Source passage:
That also spurred a change in tune from the governor. Newsom helped shape discussions about closing Diablo back in 2016 as Lt Governor and chair of the tate lands commission. But this year, now facing significant energy challenges as head of the state, Newsom became outspoken in favor of prolonging its life. While he said he wants to see it shutter eventually, he told the Los Angeles Times that its current trajectory may be too soon.
Still, the financial piece of the puzzle remains. Diablo Canyon will have to be upgraded if it continues to exist, and it's unclear whether PG&E will be willing to invest further in the beleaguered plant. One option could be federal funding – the Biden administration has set aside $6bn to keep existing nuclear plants open, though whether Diablo would pursue that option remains to be seen. Meanwhile, the researchers at Stanford and MIT have raised other less-costly options that could mitigate impacts on marine life, but their conclusions have been questioned by critics of the plant, including Cavanagh. He remains adamant that the issue is a non-starter, likening the new momentum to "wishful thinking".

Excerpted data:
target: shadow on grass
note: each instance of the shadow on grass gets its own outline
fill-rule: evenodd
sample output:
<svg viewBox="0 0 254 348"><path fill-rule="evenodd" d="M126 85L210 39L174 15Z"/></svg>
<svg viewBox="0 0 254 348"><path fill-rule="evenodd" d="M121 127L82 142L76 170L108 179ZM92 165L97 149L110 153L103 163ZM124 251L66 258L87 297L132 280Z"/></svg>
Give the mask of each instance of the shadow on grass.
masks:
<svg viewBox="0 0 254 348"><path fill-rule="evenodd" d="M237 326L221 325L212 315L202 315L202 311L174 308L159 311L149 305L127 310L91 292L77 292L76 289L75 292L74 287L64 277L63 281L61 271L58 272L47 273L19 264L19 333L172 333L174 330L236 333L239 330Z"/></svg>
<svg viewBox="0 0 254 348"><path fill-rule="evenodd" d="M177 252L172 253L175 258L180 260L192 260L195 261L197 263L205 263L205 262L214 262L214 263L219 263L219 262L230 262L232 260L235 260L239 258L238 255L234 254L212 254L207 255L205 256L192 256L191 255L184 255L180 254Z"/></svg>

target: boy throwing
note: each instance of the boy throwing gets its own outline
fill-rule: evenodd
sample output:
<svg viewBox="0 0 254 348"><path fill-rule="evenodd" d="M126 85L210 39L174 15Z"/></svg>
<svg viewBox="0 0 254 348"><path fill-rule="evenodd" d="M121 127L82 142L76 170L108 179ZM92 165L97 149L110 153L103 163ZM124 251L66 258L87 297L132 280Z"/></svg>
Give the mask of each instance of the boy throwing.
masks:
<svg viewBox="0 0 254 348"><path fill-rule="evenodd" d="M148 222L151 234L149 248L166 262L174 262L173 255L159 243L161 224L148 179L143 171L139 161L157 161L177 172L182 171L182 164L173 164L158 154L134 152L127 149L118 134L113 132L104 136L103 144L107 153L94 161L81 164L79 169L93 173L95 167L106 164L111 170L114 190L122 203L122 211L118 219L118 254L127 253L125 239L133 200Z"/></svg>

Task details: Return the stretch of the Diablo Canyon passage from "That also spurred" through "be too soon.", copied word for word.

Full solution:
That also spurred a change in tune from the governor. Newsom helped shape discussions about closing Diablo back in 2016 as Lt Governor and chair of the tate lands commission. But this year, now facing significant energy challenges as head of the state, Newsom became outspoken in favor of prolonging its life. While he said he wants to see it shutter eventually, he told the Los Angeles Times that its current trajectory may be too soon.